The request: Output every line of the records below, unchanged and in the same order.

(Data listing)
+++

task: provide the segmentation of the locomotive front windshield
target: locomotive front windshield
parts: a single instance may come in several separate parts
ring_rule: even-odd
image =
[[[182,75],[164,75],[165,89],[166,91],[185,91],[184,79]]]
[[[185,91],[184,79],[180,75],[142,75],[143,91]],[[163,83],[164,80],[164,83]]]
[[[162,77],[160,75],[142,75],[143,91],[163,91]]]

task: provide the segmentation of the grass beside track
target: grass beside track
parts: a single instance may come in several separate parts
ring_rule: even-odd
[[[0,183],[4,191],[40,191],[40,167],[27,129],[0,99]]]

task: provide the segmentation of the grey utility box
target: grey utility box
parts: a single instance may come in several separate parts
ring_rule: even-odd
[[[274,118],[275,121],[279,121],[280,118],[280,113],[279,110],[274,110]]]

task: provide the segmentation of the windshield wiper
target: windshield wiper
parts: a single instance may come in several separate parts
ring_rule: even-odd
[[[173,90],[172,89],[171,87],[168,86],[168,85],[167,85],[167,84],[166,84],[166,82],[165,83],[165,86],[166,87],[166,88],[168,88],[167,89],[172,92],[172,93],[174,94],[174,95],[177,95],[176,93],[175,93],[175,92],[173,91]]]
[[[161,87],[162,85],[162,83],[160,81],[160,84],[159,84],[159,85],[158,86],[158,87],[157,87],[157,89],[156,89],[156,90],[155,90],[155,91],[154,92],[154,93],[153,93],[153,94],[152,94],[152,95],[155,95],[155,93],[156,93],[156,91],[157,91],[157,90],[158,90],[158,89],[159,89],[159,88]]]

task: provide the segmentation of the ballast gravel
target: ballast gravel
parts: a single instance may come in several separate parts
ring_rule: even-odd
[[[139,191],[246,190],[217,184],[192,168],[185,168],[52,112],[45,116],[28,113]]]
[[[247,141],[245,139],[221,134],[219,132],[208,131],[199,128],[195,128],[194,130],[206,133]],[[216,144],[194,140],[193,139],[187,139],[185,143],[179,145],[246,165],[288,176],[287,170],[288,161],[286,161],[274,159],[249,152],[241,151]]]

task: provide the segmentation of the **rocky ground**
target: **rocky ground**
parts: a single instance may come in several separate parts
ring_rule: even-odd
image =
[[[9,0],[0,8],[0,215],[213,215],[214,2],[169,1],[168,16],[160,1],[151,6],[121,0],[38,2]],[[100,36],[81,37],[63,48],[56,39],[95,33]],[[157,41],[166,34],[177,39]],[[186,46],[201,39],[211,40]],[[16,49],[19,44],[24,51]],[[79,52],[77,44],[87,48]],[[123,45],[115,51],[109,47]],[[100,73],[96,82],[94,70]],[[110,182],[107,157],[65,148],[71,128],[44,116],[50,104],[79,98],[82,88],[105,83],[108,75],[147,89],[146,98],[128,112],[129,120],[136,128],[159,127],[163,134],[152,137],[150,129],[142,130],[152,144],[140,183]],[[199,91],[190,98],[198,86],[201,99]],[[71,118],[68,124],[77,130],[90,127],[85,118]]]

+++

Written solution:
task: provide the segmentation of the locomotive front windshield
target: locomotive front windshield
parts: a single instance may come in several separate parts
ring_rule: even-odd
image =
[[[182,75],[164,75],[165,89],[166,91],[185,91],[184,79]]]
[[[185,91],[184,79],[180,75],[142,75],[143,91]],[[163,83],[164,80],[164,83]]]
[[[162,77],[160,75],[142,75],[143,91],[163,91]]]

task: provide the segmentation of the grass beside track
target: grass beside track
parts: a single instance may come in several separate parts
ring_rule: even-odd
[[[0,183],[4,191],[40,191],[40,167],[27,129],[0,99]]]

task: provide the segmentation of the grey utility box
target: grey utility box
parts: a single instance may come in several separate parts
ring_rule: even-odd
[[[274,118],[275,121],[279,121],[280,118],[280,113],[279,110],[274,110]]]

task: provide the segmentation of the windshield wiper
target: windshield wiper
parts: a single instance may come in several separate parts
ring_rule: even-odd
[[[173,90],[172,89],[171,87],[168,86],[168,85],[167,85],[167,84],[166,84],[166,82],[165,83],[165,86],[166,87],[166,88],[168,88],[167,89],[172,92],[172,93],[174,94],[174,95],[177,95],[176,93],[175,93],[175,92],[173,91]]]
[[[161,87],[162,85],[162,83],[160,81],[160,84],[159,84],[159,85],[158,86],[158,87],[157,87],[157,89],[156,89],[156,90],[155,90],[155,91],[154,92],[154,93],[153,93],[153,94],[152,94],[152,95],[155,95],[155,93],[156,93],[156,91],[157,91],[157,90],[158,90],[158,89],[159,89],[159,88]]]

task: provide the segmentation of the ballast gravel
target: ballast gravel
parts: a single instance may come in several separate parts
ring_rule: even-odd
[[[139,191],[246,190],[217,184],[192,168],[185,168],[52,112],[45,116],[28,113]]]
[[[247,141],[245,139],[221,134],[219,132],[208,131],[199,128],[195,128],[194,130],[206,133]],[[216,144],[194,140],[193,139],[187,139],[185,143],[179,145],[246,165],[288,176],[287,170],[288,161],[286,161],[274,159],[249,152],[241,151]]]

task: provide the segmentation of the **rocky ground**
target: **rocky ground**
parts: a single instance may come in several separate parts
ring_rule: even-odd
image =
[[[9,0],[0,8],[0,215],[213,215],[214,2],[169,1],[168,16],[160,1],[151,6],[121,0],[38,2]],[[100,36],[81,37],[63,48],[56,39],[95,33]],[[157,41],[166,34],[177,39]],[[186,46],[201,39],[211,40]],[[16,49],[19,44],[24,51]],[[79,52],[77,44],[87,48]],[[123,45],[115,51],[109,47]],[[100,73],[96,82],[94,70]],[[110,182],[107,157],[65,148],[71,128],[44,116],[50,104],[79,98],[82,88],[105,83],[108,75],[147,89],[146,98],[128,112],[129,120],[136,128],[159,127],[163,134],[152,137],[150,129],[142,130],[152,144],[140,183]],[[199,91],[190,98],[198,86],[201,99]],[[71,118],[68,124],[77,130],[90,127],[85,118]]]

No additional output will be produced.